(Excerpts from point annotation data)
------------------------
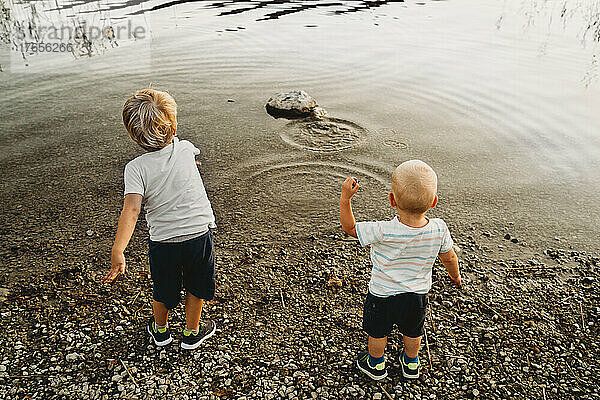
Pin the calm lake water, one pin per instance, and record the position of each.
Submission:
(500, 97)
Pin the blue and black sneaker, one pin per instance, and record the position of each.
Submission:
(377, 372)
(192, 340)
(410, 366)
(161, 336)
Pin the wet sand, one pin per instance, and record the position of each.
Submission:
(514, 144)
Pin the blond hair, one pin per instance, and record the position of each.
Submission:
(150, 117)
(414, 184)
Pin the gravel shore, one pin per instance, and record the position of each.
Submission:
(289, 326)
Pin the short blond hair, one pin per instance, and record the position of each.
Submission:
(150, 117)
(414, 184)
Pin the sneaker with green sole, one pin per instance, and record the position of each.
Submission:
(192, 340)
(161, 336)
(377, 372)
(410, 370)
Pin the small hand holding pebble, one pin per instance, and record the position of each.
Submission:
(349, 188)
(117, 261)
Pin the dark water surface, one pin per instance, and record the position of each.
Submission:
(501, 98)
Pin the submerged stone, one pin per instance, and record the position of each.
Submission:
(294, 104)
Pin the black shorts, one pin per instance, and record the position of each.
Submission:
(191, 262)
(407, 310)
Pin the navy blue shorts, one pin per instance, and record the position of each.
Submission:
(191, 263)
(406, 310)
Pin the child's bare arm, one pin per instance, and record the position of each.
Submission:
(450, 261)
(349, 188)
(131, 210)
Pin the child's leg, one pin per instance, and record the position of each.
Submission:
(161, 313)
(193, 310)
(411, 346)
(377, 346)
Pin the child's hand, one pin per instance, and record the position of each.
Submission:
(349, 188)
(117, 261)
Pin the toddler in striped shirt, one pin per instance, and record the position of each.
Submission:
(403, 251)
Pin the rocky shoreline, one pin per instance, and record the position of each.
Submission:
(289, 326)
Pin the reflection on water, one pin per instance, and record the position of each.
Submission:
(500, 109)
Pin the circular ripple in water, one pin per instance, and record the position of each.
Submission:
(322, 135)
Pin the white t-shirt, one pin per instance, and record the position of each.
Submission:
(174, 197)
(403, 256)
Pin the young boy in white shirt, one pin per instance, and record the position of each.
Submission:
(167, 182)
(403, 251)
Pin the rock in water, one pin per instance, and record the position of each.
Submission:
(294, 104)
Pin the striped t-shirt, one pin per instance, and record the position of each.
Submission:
------------------------
What you should do:
Reproduce all of the items above word for word, leaving out the pictures.

Exercise solution:
Pin the calm lake water, one pin per instance, and record the position of each.
Submission:
(500, 97)
Pin the blue and black sneaker, one pin per instance, and record the position of each.
Submission:
(377, 372)
(192, 340)
(410, 366)
(161, 336)
Pin the wet sand, one pin per instance, and record the position of each.
Submission:
(514, 144)
Pin the blond hair, one pin per instance, and record the position of each.
Submission:
(150, 117)
(414, 184)
Pin the gravel shore, one pin per instance, and record the position of each.
Submission:
(289, 326)
Pin the short blond hair, one pin per instance, and record the position of each.
Submission:
(150, 117)
(414, 184)
Pin the sneaker with green sole, one pin per instance, and record the position of each.
Submission:
(192, 340)
(161, 336)
(377, 372)
(410, 370)
Pin the small hand holding pebble, one pin per instance, and record the position of each.
Submission:
(349, 188)
(117, 261)
Pin the dark water surface, one pin per instance, and record the position of each.
Submission:
(501, 98)
Pin the submerged stone, one pin per instance, and record the position of each.
Submission:
(294, 104)
Pin the black shorts, one pin per instance, and record the position of each.
Submission:
(191, 262)
(407, 310)
Pin the navy blue shorts, one pin per instance, and record the position of each.
Submission:
(191, 263)
(406, 310)
Pin the child's bare arm, one pin per instance, and record the position of each.
Submission:
(450, 261)
(349, 188)
(131, 210)
Pin the child's leg, one pin per instance, and record the position of each.
Submission:
(161, 313)
(193, 310)
(411, 346)
(377, 346)
Pin the child's hand, one pin per instance, and record the position of each.
Submission:
(349, 188)
(117, 261)
Pin the toddler in striped shirt, one pin per instance, and record the position of each.
Submission:
(403, 251)
Pin the rocky shoreline, one pin per instance, and record the position of each.
Submission:
(289, 326)
Pin the reflection on water, one pin per instance, and record the position of each.
Submission:
(500, 109)
Pin the circular ripple in water, one pin per instance, and record the position of each.
Submission:
(322, 135)
Pin the white t-shirt, one pin per instance, and record the position of each.
Submission:
(174, 197)
(403, 256)
Pin the young boy in white shirt, one pin per instance, and record the position of each.
Submission:
(167, 182)
(403, 251)
Pin the rock in water, one pin per instance, and record the position of each.
Submission:
(294, 104)
Pin the striped t-shirt, one pin per instance, and record the position of each.
Submission:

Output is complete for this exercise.